Exercise requirements |
Transcribe only the lines of the listing below from the one holding "Query: white curtain" through the one holding "Definition first: for each instance of the blonde", inclusive, without any change.

Records to process |
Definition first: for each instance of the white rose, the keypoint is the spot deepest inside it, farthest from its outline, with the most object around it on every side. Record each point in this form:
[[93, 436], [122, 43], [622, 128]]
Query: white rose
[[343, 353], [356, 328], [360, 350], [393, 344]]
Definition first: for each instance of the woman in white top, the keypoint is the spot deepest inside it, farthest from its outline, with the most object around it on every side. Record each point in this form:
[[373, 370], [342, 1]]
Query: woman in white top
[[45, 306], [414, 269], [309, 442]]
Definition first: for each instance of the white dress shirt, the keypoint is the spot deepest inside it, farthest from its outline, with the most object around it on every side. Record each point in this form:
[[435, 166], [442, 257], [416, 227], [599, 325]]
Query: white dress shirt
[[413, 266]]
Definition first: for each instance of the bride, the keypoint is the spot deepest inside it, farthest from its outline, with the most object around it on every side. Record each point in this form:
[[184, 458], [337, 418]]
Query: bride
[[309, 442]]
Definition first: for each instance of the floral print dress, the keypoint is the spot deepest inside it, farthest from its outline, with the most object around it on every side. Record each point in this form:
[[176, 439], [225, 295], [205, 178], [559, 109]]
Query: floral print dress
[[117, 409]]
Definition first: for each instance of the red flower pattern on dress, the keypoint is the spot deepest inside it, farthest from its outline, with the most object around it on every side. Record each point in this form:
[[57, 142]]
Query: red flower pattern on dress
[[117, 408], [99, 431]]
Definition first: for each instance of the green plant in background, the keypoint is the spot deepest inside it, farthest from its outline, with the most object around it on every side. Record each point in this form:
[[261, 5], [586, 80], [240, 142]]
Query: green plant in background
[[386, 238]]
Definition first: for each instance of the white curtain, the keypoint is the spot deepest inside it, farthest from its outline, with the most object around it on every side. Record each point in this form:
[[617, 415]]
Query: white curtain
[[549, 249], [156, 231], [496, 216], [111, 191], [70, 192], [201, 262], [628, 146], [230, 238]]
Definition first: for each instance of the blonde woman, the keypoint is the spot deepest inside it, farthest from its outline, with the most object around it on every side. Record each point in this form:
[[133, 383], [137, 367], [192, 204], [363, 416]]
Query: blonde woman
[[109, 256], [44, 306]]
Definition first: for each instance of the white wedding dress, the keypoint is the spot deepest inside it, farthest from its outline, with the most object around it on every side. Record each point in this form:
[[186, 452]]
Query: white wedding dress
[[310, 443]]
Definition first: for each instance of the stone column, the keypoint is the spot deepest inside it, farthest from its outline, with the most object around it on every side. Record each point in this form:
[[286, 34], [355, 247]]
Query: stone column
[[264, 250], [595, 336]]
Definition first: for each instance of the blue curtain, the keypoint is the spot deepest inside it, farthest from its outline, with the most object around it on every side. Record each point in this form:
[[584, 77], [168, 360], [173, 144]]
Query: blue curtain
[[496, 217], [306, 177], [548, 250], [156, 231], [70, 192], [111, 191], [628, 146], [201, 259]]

Exercise answer |
Query: white curtain
[[549, 249], [156, 231], [496, 216], [111, 191], [70, 192], [201, 262], [628, 146], [230, 238]]
Definition first: for each instance of the blonde woman, the keypoint is the spot deepest inside it, farthest from its outline, with the most object around it on every side. Record each point in this form:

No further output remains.